### WORK INSTRUCTION:
Word for word, restate every entry that follows.

### EXERCISE MATERIAL:

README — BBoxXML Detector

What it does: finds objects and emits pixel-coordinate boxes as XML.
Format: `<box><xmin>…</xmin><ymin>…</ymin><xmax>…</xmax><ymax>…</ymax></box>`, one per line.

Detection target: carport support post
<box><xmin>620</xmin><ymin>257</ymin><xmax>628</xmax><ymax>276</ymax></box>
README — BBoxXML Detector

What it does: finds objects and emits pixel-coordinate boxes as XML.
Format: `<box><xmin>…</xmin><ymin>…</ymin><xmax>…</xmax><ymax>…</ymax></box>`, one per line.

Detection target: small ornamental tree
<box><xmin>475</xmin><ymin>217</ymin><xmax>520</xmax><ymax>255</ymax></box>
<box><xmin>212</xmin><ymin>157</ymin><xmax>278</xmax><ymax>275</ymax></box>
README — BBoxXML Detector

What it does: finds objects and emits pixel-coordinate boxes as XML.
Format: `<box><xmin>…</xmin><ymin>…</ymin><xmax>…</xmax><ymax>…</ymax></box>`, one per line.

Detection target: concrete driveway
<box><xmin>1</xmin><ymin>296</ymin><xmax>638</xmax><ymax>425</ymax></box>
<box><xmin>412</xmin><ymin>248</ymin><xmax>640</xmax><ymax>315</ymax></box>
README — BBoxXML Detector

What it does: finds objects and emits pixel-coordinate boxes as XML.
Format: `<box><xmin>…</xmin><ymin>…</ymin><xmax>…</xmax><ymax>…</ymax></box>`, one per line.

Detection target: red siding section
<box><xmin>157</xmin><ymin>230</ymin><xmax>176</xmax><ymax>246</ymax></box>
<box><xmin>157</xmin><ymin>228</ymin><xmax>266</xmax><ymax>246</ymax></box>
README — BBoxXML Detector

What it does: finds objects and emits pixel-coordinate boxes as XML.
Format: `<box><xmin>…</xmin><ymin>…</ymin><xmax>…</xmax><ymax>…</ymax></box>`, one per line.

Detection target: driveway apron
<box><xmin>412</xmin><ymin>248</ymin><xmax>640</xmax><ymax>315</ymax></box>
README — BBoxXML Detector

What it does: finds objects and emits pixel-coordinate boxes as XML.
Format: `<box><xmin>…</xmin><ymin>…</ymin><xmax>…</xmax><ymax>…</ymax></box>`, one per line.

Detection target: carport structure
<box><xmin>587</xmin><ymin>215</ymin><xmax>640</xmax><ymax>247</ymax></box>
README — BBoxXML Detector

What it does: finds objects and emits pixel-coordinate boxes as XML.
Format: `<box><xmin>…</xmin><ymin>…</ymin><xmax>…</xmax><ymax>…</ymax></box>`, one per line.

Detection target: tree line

### FINISHED EXERCISE:
README — BBoxXML Detector

What it does: finds objects and emits pixel-coordinate boxes as XML.
Format: `<box><xmin>…</xmin><ymin>…</ymin><xmax>…</xmax><ymax>…</ymax></box>`, one per line.

Detection target: carport support post
<box><xmin>620</xmin><ymin>257</ymin><xmax>628</xmax><ymax>276</ymax></box>
README — BBoxXML Detector

What it does: finds objects and emits pixel-coordinate boxes as XML.
Format: `<box><xmin>…</xmin><ymin>…</ymin><xmax>…</xmax><ymax>…</ymax></box>`, one per line.

Detection target: small ornamental tree
<box><xmin>475</xmin><ymin>217</ymin><xmax>520</xmax><ymax>255</ymax></box>
<box><xmin>212</xmin><ymin>157</ymin><xmax>278</xmax><ymax>275</ymax></box>
README — BBoxXML Detector

What it does: finds objects and emits pixel-coordinate boxes as XML.
Format: `<box><xmin>…</xmin><ymin>…</ymin><xmax>…</xmax><ymax>…</ymax></box>`, one per line.

Detection target: concrete driveway
<box><xmin>1</xmin><ymin>296</ymin><xmax>638</xmax><ymax>425</ymax></box>
<box><xmin>412</xmin><ymin>248</ymin><xmax>640</xmax><ymax>315</ymax></box>
README — BBoxXML Detector

What it does: finds objects and emits pixel-coordinate boxes as XML.
Format: `<box><xmin>…</xmin><ymin>…</ymin><xmax>…</xmax><ymax>…</ymax></box>`, one per line.

Detection target: red siding section
<box><xmin>157</xmin><ymin>230</ymin><xmax>176</xmax><ymax>246</ymax></box>
<box><xmin>157</xmin><ymin>228</ymin><xmax>266</xmax><ymax>246</ymax></box>
README — BBoxXML Detector

What it does: finds objects and emits pixel-coordinate boxes as XML.
Format: `<box><xmin>…</xmin><ymin>…</ymin><xmax>…</xmax><ymax>…</ymax></box>`, one per line.

Detection target: driveway apron
<box><xmin>412</xmin><ymin>248</ymin><xmax>640</xmax><ymax>315</ymax></box>
README — BBoxXML Detector

What it does: finds objects and emits pixel-coordinate boxes as XML.
Format: `<box><xmin>…</xmin><ymin>…</ymin><xmax>…</xmax><ymax>…</ymax></box>`, one per line.

Detection target: carport structure
<box><xmin>587</xmin><ymin>215</ymin><xmax>640</xmax><ymax>247</ymax></box>
README — BBoxXML Detector

What it does: finds objects and emits pixel-coordinate boxes as XML.
Format: `<box><xmin>…</xmin><ymin>…</ymin><xmax>…</xmax><ymax>…</ymax></box>`, one per line.

Detection target: tree line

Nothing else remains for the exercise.